→ **What you will do**:
Look through the material below. Return exactly the lines from the one with "Where can you see the orange feather" through the one with "Where can you see the forested", both included.

→ **Material supplied**:
--- START ---

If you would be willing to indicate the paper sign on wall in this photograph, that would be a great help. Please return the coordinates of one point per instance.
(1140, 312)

--- END ---
--- START ---

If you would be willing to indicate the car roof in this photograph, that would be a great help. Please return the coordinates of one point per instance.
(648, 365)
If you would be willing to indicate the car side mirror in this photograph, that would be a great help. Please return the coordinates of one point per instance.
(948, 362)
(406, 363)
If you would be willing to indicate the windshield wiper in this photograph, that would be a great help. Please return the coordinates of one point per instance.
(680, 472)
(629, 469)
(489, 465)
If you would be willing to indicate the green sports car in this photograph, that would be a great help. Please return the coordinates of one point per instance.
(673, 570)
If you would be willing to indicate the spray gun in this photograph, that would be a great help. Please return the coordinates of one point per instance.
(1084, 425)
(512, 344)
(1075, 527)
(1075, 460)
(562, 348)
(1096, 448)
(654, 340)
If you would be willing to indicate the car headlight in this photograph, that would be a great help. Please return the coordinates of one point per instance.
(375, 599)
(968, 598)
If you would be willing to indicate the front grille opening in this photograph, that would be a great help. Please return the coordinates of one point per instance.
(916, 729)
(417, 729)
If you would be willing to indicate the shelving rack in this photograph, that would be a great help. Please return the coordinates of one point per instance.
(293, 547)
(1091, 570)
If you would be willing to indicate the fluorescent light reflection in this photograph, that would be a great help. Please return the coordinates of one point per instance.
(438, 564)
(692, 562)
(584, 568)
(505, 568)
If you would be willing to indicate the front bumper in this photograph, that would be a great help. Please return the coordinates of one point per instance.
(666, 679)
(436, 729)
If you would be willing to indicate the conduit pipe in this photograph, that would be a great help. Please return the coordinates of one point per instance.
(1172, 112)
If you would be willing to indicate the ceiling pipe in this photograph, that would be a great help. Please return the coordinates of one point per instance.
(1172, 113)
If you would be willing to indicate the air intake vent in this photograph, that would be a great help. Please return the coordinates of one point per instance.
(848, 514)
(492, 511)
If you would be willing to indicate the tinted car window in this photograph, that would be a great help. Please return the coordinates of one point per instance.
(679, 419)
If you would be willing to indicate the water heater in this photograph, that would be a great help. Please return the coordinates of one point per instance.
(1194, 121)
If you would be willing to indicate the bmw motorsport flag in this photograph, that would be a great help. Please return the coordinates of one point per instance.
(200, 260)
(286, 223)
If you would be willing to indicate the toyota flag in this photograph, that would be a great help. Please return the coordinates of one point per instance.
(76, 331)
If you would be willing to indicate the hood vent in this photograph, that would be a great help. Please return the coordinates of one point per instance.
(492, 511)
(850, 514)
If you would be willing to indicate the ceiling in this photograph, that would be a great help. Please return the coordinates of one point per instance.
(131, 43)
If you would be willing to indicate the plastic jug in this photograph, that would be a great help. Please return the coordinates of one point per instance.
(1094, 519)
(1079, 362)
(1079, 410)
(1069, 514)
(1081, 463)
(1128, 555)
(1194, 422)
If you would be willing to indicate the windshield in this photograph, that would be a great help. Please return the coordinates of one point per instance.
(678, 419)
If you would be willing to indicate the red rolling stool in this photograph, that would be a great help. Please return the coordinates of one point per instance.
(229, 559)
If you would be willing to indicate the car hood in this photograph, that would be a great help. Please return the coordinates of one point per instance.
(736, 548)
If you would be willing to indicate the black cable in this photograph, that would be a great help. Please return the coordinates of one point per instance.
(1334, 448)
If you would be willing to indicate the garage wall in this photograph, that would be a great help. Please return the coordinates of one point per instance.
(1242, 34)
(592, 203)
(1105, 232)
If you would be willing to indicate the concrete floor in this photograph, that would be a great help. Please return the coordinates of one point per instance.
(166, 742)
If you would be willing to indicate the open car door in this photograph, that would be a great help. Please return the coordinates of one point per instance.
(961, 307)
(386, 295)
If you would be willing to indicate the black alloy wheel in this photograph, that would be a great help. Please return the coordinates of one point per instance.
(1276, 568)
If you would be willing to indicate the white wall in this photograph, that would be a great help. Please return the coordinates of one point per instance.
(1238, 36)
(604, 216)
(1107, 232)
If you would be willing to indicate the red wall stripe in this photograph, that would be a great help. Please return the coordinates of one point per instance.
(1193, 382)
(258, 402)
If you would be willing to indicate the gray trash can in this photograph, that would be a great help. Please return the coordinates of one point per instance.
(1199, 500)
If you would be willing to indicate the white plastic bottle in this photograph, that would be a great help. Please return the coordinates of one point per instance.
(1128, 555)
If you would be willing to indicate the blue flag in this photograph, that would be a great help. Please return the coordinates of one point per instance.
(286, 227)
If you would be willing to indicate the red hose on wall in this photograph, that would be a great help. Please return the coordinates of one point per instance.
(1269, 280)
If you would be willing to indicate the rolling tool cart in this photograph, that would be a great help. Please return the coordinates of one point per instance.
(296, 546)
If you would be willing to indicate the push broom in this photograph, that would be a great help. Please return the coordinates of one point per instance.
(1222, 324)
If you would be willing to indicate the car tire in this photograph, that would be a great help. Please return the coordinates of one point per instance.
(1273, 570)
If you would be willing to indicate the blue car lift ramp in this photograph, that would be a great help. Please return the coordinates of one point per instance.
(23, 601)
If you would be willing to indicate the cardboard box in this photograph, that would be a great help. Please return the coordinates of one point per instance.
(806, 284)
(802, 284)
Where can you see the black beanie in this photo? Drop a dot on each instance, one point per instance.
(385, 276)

--- END ---
--- START ---

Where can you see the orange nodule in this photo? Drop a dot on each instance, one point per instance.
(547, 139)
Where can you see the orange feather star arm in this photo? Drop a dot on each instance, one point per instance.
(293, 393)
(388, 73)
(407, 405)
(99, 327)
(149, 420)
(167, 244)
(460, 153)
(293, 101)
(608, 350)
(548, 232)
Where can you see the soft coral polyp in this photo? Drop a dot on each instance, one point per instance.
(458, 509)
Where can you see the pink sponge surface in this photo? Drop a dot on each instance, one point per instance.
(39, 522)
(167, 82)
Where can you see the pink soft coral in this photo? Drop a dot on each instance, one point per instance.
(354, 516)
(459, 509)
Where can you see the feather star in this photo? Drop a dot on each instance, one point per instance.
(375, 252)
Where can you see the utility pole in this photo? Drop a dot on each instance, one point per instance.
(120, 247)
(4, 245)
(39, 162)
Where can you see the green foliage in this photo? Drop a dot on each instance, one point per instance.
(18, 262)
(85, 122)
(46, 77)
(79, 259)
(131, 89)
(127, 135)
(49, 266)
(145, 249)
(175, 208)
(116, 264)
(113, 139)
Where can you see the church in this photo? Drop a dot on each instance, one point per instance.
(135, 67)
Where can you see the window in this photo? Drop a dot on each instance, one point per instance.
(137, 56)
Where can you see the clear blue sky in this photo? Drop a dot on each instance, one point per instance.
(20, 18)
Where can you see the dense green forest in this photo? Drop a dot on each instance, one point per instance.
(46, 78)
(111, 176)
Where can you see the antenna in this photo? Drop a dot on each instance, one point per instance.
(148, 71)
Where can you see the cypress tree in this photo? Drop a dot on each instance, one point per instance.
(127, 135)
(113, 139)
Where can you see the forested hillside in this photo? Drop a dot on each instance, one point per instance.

--- END ---

→ **Response below**:
Where can you see the orange feather star arm in this photo? Drop a dot on each instance, one point per instance.
(293, 393)
(388, 73)
(407, 405)
(99, 327)
(149, 420)
(167, 244)
(460, 153)
(293, 101)
(608, 350)
(548, 232)
Where can you see the soft coral polyp in this photo? Drop a dot on each instance, one point per instance.
(458, 509)
Where can you see the pink sponge surface in this photo? Drop a dot on each instance, one point per instance.
(39, 522)
(167, 82)
Where can you see the pink soft coral in this photo? Drop a dot on each instance, one point per instance.
(354, 516)
(459, 509)
Where can you see the feather star in this photo? Drop a dot on each instance, one point per instance.
(375, 252)
Where can you see the utility pole in this photo? Drop a dot on each instance, one point per instance.
(120, 247)
(4, 245)
(39, 162)
Where can you see the green foliage in this photo? Drop a dot on each instance, one point per instance.
(18, 262)
(85, 122)
(46, 77)
(79, 259)
(131, 89)
(127, 135)
(49, 266)
(145, 249)
(175, 208)
(116, 264)
(113, 139)
Where can you see the church in this photo? Drop a dot on each instance, one point per instance.
(135, 67)
Where can you see the window in this photo? Drop a dot on each instance, one point per instance.
(137, 56)
Where can you see the clear blue sky in this photo? Drop a dot on each instance, one point per instance.
(20, 18)
Where can you see the dense green forest in this photo? Drop a dot on each instance, one point per instance.
(46, 78)
(111, 176)
Where can you see the antenna in this photo? Drop a dot on each instance, one point per instance.
(148, 71)
Where can you see the cypress tree in this photo? Drop a dot on each instance, one point per instance.
(127, 135)
(113, 139)
Where can you see the forested hillside in this photo? Drop a dot on each instance, one point per instance.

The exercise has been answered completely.